Consigne. Résumez en deux phrases la critique d'Everybody Knows reproduite plus bas.

═══ Extrait du document ═══

Everybody Knows : vendange tardive
Présenté le mardi 8 mai en sélection officielle (compétition). Sorti en France le même jour. Durée : 2h10.
Le titre du dernier film d’Asghar Farhadi inverse celui du film qui fit connaître Hirokazu Kore-eda lors du festival de Cannes 2004, Nobody Knows. Et le programme est fidèle à ce qu’en annoncent ces titres puisque là où le Japonais figurait dans un appartement tokyoïte épuré un monde d’enfants privé d’adultes, celui de l’Iranien met en scène un village espagnol aux tons baroques où les adultes virevoltent, hagards, sonnés par la disparition d’une adolescente.
Si l’activité du pueblo en question est très liée aux vignes qui l’entourent, Farhadi comme à l’accoutumée aime à filmer les intérieurs, ces décors proches du théâtre offrant un bon écho à ses élans d’écriture – le tribunal d’Une séparation, la pavillon du Passé. Ici réside d’ailleurs un premier cahot sur la piste de poussière que constitue vite le long-métrage, à l’image de celles arpentées par motos et 4×4 au sein du vignoble. En effet l’usage du contre-jour, le maquillage montrant avec emphase la torpeur mêlée de fatigue et même l’accessoire pour personnes âgées installant ni plus ni moins un travelling dans la vieille demeure familiale, rien n’y fait : nombre de dialogues tombent à plat et ne parviennent jamais à élever le propos.

═══ Données étudiées ═══

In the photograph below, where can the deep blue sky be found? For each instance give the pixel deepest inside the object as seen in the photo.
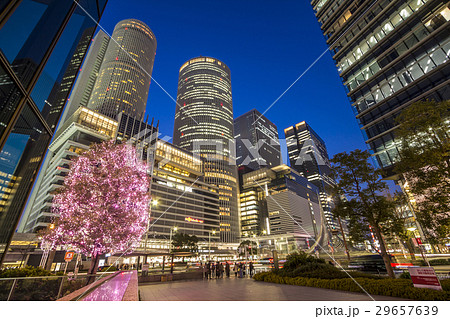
(267, 46)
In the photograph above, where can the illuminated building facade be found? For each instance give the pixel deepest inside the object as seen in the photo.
(181, 200)
(124, 77)
(38, 64)
(279, 201)
(82, 129)
(389, 54)
(257, 143)
(308, 155)
(204, 126)
(84, 85)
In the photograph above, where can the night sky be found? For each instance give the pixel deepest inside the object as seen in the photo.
(267, 46)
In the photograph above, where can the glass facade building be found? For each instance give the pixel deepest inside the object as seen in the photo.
(124, 77)
(257, 143)
(42, 46)
(308, 155)
(279, 201)
(389, 54)
(204, 125)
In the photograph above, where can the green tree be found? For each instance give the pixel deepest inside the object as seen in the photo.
(424, 163)
(366, 207)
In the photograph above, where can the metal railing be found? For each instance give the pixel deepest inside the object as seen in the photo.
(39, 288)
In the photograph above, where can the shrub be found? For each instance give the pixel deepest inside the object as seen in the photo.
(401, 288)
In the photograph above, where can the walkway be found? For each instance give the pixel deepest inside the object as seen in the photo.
(237, 289)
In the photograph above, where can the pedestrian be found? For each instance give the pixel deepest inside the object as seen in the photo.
(208, 270)
(217, 270)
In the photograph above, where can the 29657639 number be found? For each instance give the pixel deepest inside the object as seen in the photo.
(406, 310)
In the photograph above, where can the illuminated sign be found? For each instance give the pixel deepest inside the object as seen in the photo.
(193, 220)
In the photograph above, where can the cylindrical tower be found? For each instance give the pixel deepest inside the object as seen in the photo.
(124, 77)
(204, 125)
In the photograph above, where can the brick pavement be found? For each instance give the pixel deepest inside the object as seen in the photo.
(237, 289)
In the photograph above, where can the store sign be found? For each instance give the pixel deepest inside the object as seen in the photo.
(424, 277)
(193, 220)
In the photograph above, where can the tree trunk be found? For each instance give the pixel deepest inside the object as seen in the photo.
(93, 269)
(383, 252)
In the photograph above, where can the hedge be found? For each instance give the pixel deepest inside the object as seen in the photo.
(401, 288)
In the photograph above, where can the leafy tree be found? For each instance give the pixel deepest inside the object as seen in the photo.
(103, 204)
(424, 163)
(366, 208)
(185, 242)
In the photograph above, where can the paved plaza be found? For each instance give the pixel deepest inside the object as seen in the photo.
(239, 289)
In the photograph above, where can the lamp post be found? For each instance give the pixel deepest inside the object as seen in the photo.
(209, 238)
(170, 238)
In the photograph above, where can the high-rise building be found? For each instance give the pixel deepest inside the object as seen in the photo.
(308, 155)
(279, 203)
(389, 54)
(204, 125)
(257, 143)
(124, 77)
(42, 46)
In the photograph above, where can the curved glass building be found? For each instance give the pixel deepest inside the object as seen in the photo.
(204, 125)
(124, 77)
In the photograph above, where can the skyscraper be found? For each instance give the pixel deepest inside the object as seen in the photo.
(84, 85)
(204, 125)
(124, 77)
(257, 143)
(308, 155)
(31, 67)
(389, 54)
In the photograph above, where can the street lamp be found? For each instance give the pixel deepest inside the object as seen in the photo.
(170, 239)
(209, 239)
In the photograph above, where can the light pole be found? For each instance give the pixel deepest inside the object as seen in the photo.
(209, 239)
(170, 238)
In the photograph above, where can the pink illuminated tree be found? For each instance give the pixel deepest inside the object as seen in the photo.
(103, 206)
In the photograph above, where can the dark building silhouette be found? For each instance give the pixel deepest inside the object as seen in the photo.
(51, 44)
(257, 143)
(204, 126)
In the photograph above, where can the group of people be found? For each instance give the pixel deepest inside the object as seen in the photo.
(218, 269)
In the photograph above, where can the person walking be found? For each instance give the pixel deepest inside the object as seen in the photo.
(208, 270)
(217, 270)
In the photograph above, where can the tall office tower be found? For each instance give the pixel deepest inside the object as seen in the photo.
(308, 155)
(84, 85)
(257, 143)
(124, 77)
(389, 54)
(204, 125)
(279, 204)
(33, 59)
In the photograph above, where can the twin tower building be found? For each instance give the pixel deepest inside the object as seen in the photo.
(114, 84)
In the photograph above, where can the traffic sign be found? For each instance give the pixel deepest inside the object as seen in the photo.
(69, 256)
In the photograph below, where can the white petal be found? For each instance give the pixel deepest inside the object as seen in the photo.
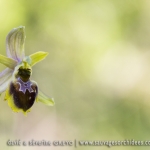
(15, 43)
(5, 79)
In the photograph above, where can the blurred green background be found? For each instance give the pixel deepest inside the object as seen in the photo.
(97, 70)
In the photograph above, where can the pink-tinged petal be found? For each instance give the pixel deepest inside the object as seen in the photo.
(5, 79)
(15, 43)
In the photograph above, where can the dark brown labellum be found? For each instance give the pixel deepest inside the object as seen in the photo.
(23, 93)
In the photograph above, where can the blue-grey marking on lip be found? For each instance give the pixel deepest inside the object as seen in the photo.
(25, 86)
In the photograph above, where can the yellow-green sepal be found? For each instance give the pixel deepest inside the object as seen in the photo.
(36, 57)
(9, 62)
(45, 99)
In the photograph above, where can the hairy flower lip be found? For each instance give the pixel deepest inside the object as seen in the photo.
(16, 58)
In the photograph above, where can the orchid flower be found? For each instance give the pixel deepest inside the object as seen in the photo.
(20, 91)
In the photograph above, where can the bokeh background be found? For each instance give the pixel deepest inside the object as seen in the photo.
(97, 70)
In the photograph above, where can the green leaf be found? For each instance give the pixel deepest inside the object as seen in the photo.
(45, 99)
(9, 62)
(38, 56)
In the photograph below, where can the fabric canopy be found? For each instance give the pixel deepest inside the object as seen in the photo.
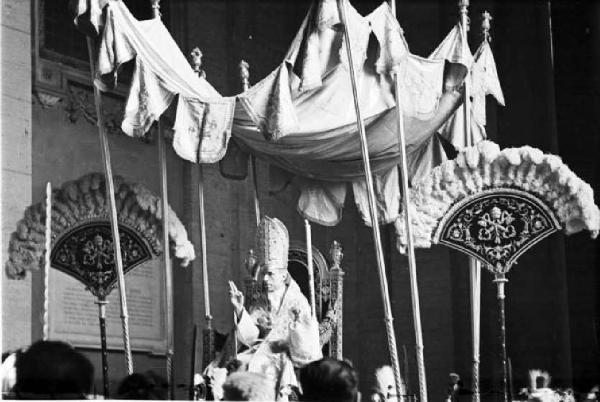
(300, 118)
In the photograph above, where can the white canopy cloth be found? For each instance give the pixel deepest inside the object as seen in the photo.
(300, 117)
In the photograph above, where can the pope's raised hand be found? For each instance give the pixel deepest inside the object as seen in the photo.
(237, 298)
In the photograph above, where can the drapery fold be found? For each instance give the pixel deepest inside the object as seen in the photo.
(300, 117)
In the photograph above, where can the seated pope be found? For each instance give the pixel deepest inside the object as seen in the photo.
(278, 330)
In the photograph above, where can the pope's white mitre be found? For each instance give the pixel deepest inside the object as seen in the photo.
(272, 243)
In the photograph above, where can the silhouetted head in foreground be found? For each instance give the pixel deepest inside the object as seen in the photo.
(329, 380)
(148, 385)
(246, 386)
(53, 370)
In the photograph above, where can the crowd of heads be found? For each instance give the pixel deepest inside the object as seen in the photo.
(56, 370)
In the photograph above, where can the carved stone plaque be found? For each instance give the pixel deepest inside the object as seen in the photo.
(73, 315)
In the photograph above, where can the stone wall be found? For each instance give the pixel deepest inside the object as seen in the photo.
(16, 160)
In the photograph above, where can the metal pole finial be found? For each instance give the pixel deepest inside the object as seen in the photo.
(245, 74)
(485, 25)
(464, 12)
(336, 254)
(197, 54)
(155, 8)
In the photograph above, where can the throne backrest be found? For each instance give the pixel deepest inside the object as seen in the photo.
(328, 291)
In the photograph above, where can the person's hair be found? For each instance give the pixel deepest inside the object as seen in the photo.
(246, 386)
(148, 385)
(53, 369)
(329, 379)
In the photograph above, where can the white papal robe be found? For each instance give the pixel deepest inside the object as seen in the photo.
(291, 342)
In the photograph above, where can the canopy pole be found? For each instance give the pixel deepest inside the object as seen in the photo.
(208, 335)
(412, 262)
(110, 190)
(48, 245)
(372, 207)
(162, 158)
(245, 76)
(474, 264)
(310, 266)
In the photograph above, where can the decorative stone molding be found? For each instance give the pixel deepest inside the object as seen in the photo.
(81, 202)
(48, 100)
(485, 170)
(80, 104)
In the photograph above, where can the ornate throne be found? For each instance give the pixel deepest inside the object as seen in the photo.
(328, 289)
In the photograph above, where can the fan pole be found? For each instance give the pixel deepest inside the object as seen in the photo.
(110, 193)
(412, 262)
(372, 207)
(500, 280)
(101, 302)
(47, 263)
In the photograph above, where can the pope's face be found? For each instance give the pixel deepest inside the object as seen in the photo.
(273, 278)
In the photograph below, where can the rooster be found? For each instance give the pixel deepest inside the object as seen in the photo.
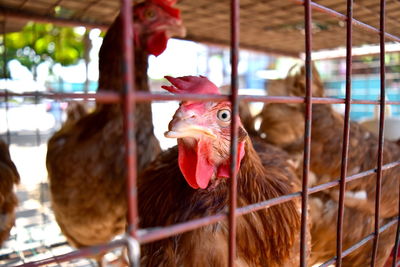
(192, 181)
(85, 158)
(8, 200)
(283, 125)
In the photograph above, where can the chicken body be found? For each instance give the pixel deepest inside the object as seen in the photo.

═══

Corrigé. Le titre du film d'Asghar Farhadi, présenté en sélection officielle, inverse celui de Nobody Knows de Hirokazu Kore-eda, et l'œuvre montre, dans un village espagnol aux tons baroques, des adultes hagards après la disparition d'une adolescente. Comme à son habitude, Farhadi filme surtout des intérieurs proches du théâtre, mais ni le contre-jour, ni le maquillage, ni le travelling dans la vieille demeure familiale n'empêchent nombre de dialogues de tomber à plat.